* _Exercise details_: Quote verbatim the rows from the line containing "Study the photograph above. Where on each instance of the chrome" through the last line of the rows.

□ □ □

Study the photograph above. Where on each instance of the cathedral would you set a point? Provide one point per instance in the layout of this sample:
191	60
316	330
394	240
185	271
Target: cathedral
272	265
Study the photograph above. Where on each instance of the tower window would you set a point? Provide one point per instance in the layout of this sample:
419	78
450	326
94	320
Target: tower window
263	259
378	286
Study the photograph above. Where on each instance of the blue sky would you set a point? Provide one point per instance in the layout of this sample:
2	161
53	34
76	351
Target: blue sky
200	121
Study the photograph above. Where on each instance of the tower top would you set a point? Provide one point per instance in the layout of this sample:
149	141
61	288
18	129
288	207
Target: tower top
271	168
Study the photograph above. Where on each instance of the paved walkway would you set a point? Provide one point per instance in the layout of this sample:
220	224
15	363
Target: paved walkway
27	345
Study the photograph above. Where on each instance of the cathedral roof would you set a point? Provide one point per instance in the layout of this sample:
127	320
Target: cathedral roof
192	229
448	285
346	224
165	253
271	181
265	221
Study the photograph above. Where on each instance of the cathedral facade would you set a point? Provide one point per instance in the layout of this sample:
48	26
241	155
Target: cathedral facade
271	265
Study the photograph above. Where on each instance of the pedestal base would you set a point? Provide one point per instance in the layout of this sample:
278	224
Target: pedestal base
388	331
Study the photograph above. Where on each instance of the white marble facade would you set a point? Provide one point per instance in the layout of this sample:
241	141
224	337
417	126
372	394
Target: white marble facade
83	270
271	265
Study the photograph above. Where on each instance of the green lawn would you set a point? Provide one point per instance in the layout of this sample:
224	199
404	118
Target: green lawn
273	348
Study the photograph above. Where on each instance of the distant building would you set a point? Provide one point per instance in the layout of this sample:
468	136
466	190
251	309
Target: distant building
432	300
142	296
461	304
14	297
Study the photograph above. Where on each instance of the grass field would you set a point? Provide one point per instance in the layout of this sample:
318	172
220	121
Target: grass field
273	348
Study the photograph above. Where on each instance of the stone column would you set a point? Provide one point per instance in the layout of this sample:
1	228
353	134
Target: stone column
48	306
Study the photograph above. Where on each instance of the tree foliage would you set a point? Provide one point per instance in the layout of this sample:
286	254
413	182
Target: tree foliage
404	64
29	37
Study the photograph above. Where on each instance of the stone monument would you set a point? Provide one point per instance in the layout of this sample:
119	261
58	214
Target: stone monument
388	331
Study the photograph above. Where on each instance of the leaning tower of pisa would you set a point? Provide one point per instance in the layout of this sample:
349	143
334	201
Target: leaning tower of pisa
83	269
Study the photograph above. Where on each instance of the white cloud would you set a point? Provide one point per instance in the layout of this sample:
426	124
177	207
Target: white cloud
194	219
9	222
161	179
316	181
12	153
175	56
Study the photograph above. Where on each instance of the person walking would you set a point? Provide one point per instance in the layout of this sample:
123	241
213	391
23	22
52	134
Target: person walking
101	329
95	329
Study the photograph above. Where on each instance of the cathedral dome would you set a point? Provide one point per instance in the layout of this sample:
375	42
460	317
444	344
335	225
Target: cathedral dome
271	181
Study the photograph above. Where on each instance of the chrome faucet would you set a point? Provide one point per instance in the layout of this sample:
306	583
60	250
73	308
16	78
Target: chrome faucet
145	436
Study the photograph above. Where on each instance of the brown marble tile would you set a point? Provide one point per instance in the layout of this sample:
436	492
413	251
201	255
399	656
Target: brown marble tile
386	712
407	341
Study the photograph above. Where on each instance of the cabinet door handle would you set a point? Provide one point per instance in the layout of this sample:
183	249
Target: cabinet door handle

□ □ □

* _Reply to the exercise_:
Study the photograph above. Where on each instance of the chrome faucet would you set a point? Provide one point per instance in the layout of this sample:
306	583
60	250
73	308
16	78
Target: chrome faucet
145	436
Study the photograph above. Where on each instance of the brown marble tile would you set a point? Provide one point per instance in the layout of this sample:
436	492
413	251
201	255
399	656
Target: brown marble tile
386	712
407	341
Study the photograph above. Where on each instance of the cabinet door handle would you set a point? Provide one point per instance in the layout of this sample:
183	249
Target: cabinet door handle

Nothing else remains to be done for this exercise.